> INPUT:
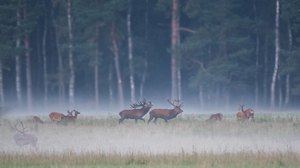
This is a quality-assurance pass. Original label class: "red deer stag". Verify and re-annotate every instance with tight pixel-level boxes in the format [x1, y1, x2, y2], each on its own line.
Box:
[236, 105, 254, 121]
[14, 121, 38, 147]
[119, 99, 152, 123]
[206, 113, 223, 121]
[65, 110, 80, 122]
[32, 116, 44, 124]
[148, 100, 183, 123]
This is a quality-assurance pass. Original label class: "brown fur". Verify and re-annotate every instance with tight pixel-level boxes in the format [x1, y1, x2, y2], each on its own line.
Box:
[65, 110, 80, 122]
[119, 100, 152, 123]
[32, 116, 44, 124]
[148, 106, 183, 123]
[206, 113, 223, 121]
[236, 108, 254, 121]
[49, 112, 65, 122]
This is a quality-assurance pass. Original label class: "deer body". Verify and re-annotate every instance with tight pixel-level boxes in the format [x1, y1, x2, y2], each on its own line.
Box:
[119, 100, 152, 123]
[65, 110, 80, 122]
[148, 100, 183, 123]
[49, 112, 65, 122]
[32, 116, 44, 124]
[236, 106, 254, 121]
[206, 113, 223, 121]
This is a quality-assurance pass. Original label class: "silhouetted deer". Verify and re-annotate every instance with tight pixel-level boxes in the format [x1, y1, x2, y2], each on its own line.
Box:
[236, 105, 254, 121]
[32, 116, 44, 124]
[65, 110, 80, 122]
[206, 113, 223, 121]
[148, 100, 183, 123]
[14, 121, 38, 147]
[119, 99, 152, 123]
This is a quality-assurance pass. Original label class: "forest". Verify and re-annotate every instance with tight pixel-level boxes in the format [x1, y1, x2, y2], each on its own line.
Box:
[0, 0, 300, 111]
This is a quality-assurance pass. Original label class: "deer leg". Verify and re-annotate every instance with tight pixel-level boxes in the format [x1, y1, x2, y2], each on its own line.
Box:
[119, 118, 125, 124]
[140, 118, 146, 122]
[148, 115, 153, 124]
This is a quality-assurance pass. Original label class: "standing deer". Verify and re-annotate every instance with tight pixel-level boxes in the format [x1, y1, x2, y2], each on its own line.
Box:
[49, 111, 73, 123]
[148, 100, 183, 123]
[65, 109, 80, 122]
[206, 113, 223, 121]
[236, 105, 254, 121]
[14, 121, 38, 148]
[119, 99, 152, 123]
[32, 116, 44, 124]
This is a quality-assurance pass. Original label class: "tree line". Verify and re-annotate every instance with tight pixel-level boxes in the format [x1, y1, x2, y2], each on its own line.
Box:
[0, 0, 300, 113]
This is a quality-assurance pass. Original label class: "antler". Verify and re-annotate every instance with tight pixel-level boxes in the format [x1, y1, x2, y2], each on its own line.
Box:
[15, 120, 25, 134]
[130, 99, 146, 109]
[240, 105, 244, 111]
[168, 99, 182, 107]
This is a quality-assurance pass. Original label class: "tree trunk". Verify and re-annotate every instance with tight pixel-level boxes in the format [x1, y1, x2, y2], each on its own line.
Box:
[263, 35, 269, 106]
[108, 63, 114, 111]
[23, 1, 32, 111]
[127, 0, 135, 103]
[254, 34, 260, 107]
[42, 11, 48, 107]
[270, 0, 280, 109]
[0, 60, 5, 107]
[110, 23, 124, 108]
[171, 0, 179, 99]
[284, 20, 293, 107]
[67, 0, 75, 106]
[94, 25, 99, 110]
[140, 0, 149, 99]
[15, 0, 22, 106]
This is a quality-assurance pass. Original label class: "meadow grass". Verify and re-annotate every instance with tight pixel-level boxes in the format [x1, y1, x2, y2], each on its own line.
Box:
[0, 113, 300, 168]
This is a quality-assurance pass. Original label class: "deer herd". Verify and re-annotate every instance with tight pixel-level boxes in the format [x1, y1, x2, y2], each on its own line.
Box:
[8, 99, 254, 148]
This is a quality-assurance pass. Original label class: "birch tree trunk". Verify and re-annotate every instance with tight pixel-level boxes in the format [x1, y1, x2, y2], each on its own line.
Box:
[0, 60, 5, 107]
[254, 34, 260, 107]
[171, 0, 179, 99]
[23, 1, 32, 111]
[67, 0, 75, 106]
[284, 20, 293, 107]
[270, 0, 280, 109]
[127, 0, 135, 103]
[42, 9, 48, 106]
[140, 0, 149, 99]
[263, 35, 269, 106]
[110, 23, 124, 108]
[94, 25, 99, 109]
[15, 0, 22, 106]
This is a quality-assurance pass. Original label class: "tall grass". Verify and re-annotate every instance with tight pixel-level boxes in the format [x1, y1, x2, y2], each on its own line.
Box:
[0, 113, 300, 168]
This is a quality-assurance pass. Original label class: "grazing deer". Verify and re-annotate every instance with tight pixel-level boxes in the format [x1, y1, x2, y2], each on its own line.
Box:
[148, 100, 183, 123]
[119, 99, 152, 123]
[14, 121, 38, 148]
[65, 110, 80, 122]
[32, 116, 44, 124]
[206, 113, 223, 121]
[49, 112, 65, 123]
[236, 105, 254, 121]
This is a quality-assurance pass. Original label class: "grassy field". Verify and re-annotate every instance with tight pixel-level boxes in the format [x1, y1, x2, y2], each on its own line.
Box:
[0, 113, 300, 168]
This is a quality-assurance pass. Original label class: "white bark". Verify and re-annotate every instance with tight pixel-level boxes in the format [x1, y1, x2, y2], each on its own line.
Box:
[15, 0, 22, 106]
[67, 0, 75, 106]
[127, 0, 135, 103]
[0, 60, 5, 107]
[270, 0, 280, 109]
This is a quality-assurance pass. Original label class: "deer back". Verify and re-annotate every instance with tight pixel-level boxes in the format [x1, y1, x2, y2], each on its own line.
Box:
[49, 112, 65, 122]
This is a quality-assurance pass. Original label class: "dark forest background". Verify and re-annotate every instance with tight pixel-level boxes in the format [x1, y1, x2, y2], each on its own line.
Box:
[0, 0, 300, 114]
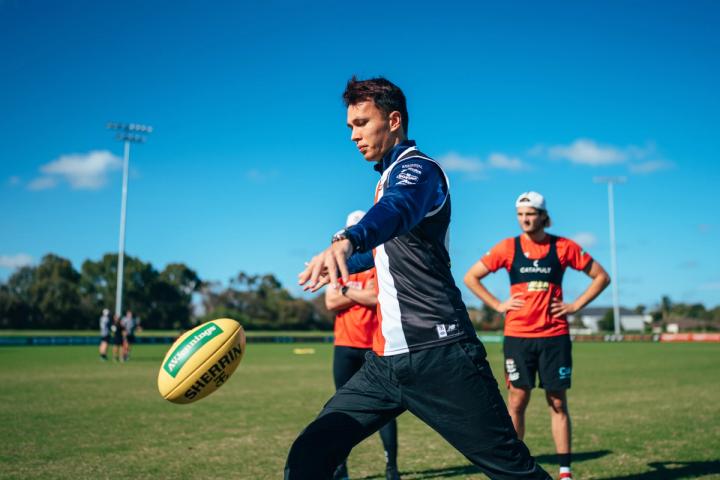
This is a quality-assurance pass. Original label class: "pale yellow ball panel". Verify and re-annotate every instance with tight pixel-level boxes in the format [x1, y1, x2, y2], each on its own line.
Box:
[158, 318, 246, 403]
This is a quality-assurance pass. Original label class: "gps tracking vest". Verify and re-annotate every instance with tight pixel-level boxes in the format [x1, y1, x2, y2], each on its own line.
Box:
[508, 235, 565, 291]
[373, 147, 473, 356]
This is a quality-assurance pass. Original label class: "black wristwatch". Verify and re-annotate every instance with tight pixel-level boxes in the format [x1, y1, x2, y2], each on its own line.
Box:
[330, 228, 352, 243]
[330, 228, 357, 252]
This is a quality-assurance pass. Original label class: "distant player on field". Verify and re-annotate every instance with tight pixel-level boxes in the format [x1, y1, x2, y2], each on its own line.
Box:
[325, 210, 400, 480]
[110, 314, 127, 362]
[98, 308, 111, 360]
[465, 192, 610, 480]
[121, 310, 137, 362]
[285, 77, 550, 480]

> WHAT TO DO:
Copy out every line above that contains the word "trunk".

> EXERCISE SOLUTION:
This is a quality-assurance pass. Original label class: "tree trunk". Verify and re-annotate every instance with tight pixel-level boxes in the format [x1, y1, x2, y2], each on its own line.
This is a quality-assurance pass. Original label class: "birch tree trunk". Verify and re-annotate every instance with tight pixel-level boxes in the format [x1, y1, x2, y2], each on its own line.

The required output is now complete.